**STATED PROBLEM A**.
Turn the records that follow the dictionary entry into a JSON list of strings, one string per line, with blank lines left out. Leave the pictures out of the list.

ہندی

See also: هندي and هندی

Urdu

Pronunciation

  • (Standard Urdu) IPA(key): /ɦɪn.d̪iː/
  • Audio (Pakistan):(file)
  • Rhymes: -iː

Adjective

ہِنْدی • (hindī) (Hindi spelling हिंदी)

  1. belonging or relating to India, anything Indian
  2. (historical) Indian[1]
  3. a kind of Indian agarwood
  4. (linguistics) native, inherited in the Urdu language, as opposed to a borrowing.

Proper noun

ہِنْدی • (hindīf (Hindi spelling हिंदी)

  1. Modern Standard Hindi: a khariboli based tongue which happens to be standardised and Sanskritised version of the Hindustani language.
  2. (linguistics) All the lects in the Hindi Belt, which also includes lects that do not belong to the Central Zone of Indo-Aryan languages.
  3. (obsolete) the language now known as Urdu.

**INFORMATION GIVEN**.
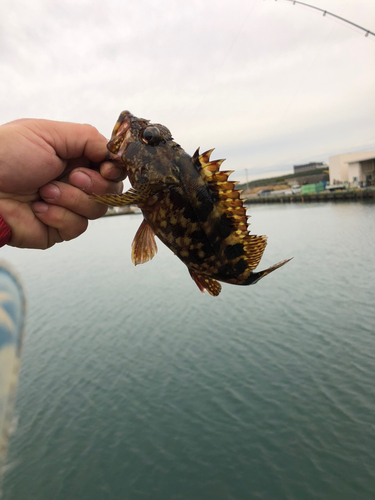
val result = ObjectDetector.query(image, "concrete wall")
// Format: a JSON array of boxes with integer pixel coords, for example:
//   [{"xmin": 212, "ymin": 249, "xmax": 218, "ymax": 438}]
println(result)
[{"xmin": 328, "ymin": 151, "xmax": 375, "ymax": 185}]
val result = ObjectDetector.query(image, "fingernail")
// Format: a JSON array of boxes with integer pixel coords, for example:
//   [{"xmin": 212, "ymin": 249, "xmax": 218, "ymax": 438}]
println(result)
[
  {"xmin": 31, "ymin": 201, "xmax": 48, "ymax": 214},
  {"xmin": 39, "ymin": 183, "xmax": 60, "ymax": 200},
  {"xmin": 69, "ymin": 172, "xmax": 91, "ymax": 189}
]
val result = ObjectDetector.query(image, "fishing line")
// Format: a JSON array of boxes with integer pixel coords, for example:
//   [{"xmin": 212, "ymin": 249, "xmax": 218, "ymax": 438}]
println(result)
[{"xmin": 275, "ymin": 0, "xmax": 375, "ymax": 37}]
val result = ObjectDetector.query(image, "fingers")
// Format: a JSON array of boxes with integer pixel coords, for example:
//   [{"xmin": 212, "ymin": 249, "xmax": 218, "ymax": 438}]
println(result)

**STATED PROBLEM B**.
In the dictionary entry, what is the obsolete sense of the proper noun?

**COMPLETE RESPONSE A**.
[
  "val result = ObjectDetector.query(image, \"concrete wall\")",
  "// Format: a JSON array of boxes with integer pixel coords, for example:",
  "//   [{\"xmin\": 212, \"ymin\": 249, \"xmax\": 218, \"ymax\": 438}]",
  "println(result)",
  "[{\"xmin\": 328, \"ymin\": 151, \"xmax\": 375, \"ymax\": 185}]",
  "val result = ObjectDetector.query(image, \"fingernail\")",
  "// Format: a JSON array of boxes with integer pixel coords, for example:",
  "//   [{\"xmin\": 212, \"ymin\": 249, \"xmax\": 218, \"ymax\": 438}]",
  "println(result)",
  "[",
  "  {\"xmin\": 31, \"ymin\": 201, \"xmax\": 48, \"ymax\": 214},",
  "  {\"xmin\": 39, \"ymin\": 183, \"xmax\": 60, \"ymax\": 200},",
  "  {\"xmin\": 69, \"ymin\": 172, \"xmax\": 91, \"ymax\": 189}",
  "]",
  "val result = ObjectDetector.query(image, \"fishing line\")",
  "// Format: a JSON array of boxes with integer pixel coords, for example:",
  "//   [{\"xmin\": 212, \"ymin\": 249, \"xmax\": 218, \"ymax\": 438}]",
  "println(result)",
  "[{\"xmin\": 275, \"ymin\": 0, \"xmax\": 375, \"ymax\": 37}]",
  "val result = ObjectDetector.query(image, \"fingers\")",
  "// Format: a JSON array of boxes with integer pixel coords, for example:",
  "//   [{\"xmin\": 212, \"ymin\": 249, \"xmax\": 218, \"ymax\": 438}]",
  "println(result)"
]

**COMPLETE RESPONSE B**.
The language now known as Urdu.